**Written tasks**
1. Reproduce the biography word for word, from "The award winning" to "reel.com and Ifilm.".
2. Name every film title mentioned in the biography.
3. Write the next part of the biography, picking up after its final sentence.

**Text**
-=-=-

It was while studying at Emerson that he programmed a short film/video screening and met director Todd Verow. They collaborated on the controversial feature film Frisk (Sundance, Berlin, and Toronto 96), based on the novel of the same name by Dennis Cooper. It starred Craig Chester and Parker Posey and featured music by Coil and members of Sonic Youth.

Frisk was a baptism of critical and political fire that both Dwyer and Verow arose from much stronger and far more focused. Together they formed one of the first digital video motion picture companies, Bangor Films and were hailed as pioneers by the international entertainment media. They have been profiled on CBS' 48 Hours and in the pages of Time Magazine and Filmmaker Magazine.

Notable ultra-low-budget, award-winning motion pictures include Little Shots of Happiness (Berlin, SXSW, Mill Valley 97), Shucking the Curve (NYUFF 98) and The Trouble with Perpetual Deja-Vu ([d] vision fest '99) shot in Dwyer's hometown of South Yarmouth. ...Deja Vu won the Choice Award at the New York Underground Film Festival and the Silver Jury Prize at the Chicago Underground Film Festival. A Sudden Loss of Gravity, set in the eighties in Verow's hometown of Bangor world-premiered at the 50th Berlin International Film Festival. Five of the films that Jim has produced or co-wrote have premiered at the Berlin fest.

The award winning Once & Future Queen, which starred underground legend Philly, premiered in Europe at the 53rd Locarno International Film Festival. It was the first film to feature Jim's original music.

Bangor Films features are available on DVD everywhere as well as VOD at Vimeo and streaming via Amazon Prime.

In 2001, Jim and Todd Verow received a DAAD Artist in Residency grant (formerly Ford Foundation funded) and lived/filmed in Berlin, Germany for six months. He began his first novel during this period while visiting Italy for the first time.

Jim's articles, interviews and film criticisms have appeared in Filmmaker Magazine, insound.com, reel.com and Ifilm.

-=-=-

**Extracted entries**
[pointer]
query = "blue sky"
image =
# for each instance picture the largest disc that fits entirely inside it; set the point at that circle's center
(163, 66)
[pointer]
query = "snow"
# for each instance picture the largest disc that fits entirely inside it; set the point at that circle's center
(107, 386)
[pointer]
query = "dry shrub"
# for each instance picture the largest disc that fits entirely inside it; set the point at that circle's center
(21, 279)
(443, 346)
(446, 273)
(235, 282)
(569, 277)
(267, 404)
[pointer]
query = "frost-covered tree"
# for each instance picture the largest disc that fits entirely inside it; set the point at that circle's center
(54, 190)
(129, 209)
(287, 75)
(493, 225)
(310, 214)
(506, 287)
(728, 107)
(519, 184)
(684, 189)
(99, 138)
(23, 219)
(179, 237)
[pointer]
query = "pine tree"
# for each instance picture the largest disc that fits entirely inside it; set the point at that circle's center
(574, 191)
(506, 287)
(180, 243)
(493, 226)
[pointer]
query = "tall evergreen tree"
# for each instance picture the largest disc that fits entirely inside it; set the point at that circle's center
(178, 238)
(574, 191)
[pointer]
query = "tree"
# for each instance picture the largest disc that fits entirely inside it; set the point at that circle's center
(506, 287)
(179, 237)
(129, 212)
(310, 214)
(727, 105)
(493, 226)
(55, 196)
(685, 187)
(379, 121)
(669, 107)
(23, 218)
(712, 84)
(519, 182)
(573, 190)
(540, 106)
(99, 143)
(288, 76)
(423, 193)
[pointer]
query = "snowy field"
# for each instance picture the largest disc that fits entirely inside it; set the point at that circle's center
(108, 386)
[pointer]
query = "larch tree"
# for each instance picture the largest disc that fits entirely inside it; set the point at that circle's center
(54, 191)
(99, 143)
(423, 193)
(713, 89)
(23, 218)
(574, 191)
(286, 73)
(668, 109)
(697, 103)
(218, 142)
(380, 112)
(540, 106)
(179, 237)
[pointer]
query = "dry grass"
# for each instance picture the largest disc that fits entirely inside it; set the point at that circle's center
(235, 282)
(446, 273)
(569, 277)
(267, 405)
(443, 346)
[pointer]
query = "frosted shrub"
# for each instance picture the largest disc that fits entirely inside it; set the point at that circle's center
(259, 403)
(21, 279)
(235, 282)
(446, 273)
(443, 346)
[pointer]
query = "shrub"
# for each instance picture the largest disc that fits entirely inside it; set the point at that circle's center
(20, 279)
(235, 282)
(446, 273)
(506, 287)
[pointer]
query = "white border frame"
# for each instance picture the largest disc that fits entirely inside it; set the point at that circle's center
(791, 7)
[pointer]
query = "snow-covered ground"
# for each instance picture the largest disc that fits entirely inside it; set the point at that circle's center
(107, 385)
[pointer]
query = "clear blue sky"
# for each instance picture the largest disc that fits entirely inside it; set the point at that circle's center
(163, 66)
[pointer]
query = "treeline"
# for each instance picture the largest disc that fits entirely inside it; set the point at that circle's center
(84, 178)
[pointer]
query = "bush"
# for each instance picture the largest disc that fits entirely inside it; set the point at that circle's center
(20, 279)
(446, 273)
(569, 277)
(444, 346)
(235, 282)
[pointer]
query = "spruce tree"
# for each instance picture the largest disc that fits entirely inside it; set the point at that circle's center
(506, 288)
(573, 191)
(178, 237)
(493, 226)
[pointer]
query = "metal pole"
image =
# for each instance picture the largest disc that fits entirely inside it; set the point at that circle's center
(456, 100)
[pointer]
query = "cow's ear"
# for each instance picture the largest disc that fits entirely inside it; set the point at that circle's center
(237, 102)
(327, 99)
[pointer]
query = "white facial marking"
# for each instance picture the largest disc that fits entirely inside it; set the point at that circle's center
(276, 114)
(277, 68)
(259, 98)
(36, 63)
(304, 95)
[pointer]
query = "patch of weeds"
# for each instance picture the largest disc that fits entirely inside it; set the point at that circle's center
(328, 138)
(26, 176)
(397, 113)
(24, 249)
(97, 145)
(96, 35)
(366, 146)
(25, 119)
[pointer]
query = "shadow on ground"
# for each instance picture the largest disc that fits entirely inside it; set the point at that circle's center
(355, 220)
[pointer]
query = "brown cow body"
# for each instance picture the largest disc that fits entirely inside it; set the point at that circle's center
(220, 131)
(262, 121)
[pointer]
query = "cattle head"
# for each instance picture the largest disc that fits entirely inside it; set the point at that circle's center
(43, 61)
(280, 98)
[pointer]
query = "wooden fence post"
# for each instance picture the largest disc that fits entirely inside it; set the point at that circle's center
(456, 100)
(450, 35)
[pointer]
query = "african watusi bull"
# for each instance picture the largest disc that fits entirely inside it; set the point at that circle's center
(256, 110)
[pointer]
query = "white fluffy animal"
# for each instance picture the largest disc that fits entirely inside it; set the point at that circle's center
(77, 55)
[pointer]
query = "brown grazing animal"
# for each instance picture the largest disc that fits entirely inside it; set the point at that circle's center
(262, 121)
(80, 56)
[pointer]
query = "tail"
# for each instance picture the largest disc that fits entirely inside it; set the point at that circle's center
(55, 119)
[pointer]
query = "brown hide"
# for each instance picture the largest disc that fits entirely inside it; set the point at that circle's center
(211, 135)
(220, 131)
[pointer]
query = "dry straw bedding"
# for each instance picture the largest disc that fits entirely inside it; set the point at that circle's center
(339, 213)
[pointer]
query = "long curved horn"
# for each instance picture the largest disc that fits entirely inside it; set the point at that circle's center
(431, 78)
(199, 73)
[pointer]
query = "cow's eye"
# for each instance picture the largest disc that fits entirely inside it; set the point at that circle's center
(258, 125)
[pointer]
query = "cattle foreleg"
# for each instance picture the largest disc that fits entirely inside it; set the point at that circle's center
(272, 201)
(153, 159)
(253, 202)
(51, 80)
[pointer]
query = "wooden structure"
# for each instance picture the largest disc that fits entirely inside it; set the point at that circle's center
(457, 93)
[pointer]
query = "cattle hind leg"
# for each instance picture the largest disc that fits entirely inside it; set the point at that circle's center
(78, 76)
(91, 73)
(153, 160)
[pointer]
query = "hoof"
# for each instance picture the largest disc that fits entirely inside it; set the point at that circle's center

-=-=-

**Outputs**
1.
The award winning Once & Future Queen, which starred underground legend Philly, premiered in Europe at the 53rd Locarno International Film Festival. It was the first film to feature Jim's original music.

Bangor Films features are available on DVD everywhere as well as VOD at Vimeo and streaming via Amazon Prime.

In 2001, Jim and Todd Verow received a DAAD Artist in Residency grant (formerly Ford Foundation funded) and lived/filmed in Berlin, Germany for six months. He began his first novel during this period while visiting Italy for the first time.

Jim's articles, interviews and film criticisms have appeared in Filmmaker Magazine, insound.com, reel.com and Ifilm.

2.
- Frisk
- Little Shots of Happiness
- Shucking the Curve
- The Trouble with Perpetual Deja-Vu
- A Sudden Loss of Gravity
- Once & Future Queen

3.
His photography has appeared in numerous national and international publications including the New York Times, Nature, Wall Street Journal, Boston Globe, Screen International and Variety.

He published his first novel, The Boy with The Sun in His Eyes in early January 2005. The comedy tale of a deadly 80's giallo movie star and her innocent boy Friday is a pseudo-biography that mixes high camp and intellectual dribbling into a kind of pink existentialism.

Bangor Films shot The Boy with The Sun in His Eyes on location in Europe in 2008 on a micro-budget. It world premiered at NewFest, the New York LGBT Film Festival in 2009 and screened later that summer at the Tel Aviv LGBT Film Festival, MixMexico, the Chicago Underground Film Festival and the Out on Film Festival. It stars Tim Swain (Between Something and Nothing) and Mahogany Reynolds. The soundtrack features music by Ben Onono, Sally Shapiro, Paramo, William Bottin and Colin Owens. It was released on DVD in the USA, France, the UK and Germany.

James co-wrote the fake Italo track from the film's soundtrack, Robots Are Un-American, with DJ Bottin. It was released on vinyl by Italians Do It Better.

Work continues on his second novel, The Boy Who Went Back for More.

Jim's first book of photography from the early Bangor Film years, FILM IS DEAD, is available now.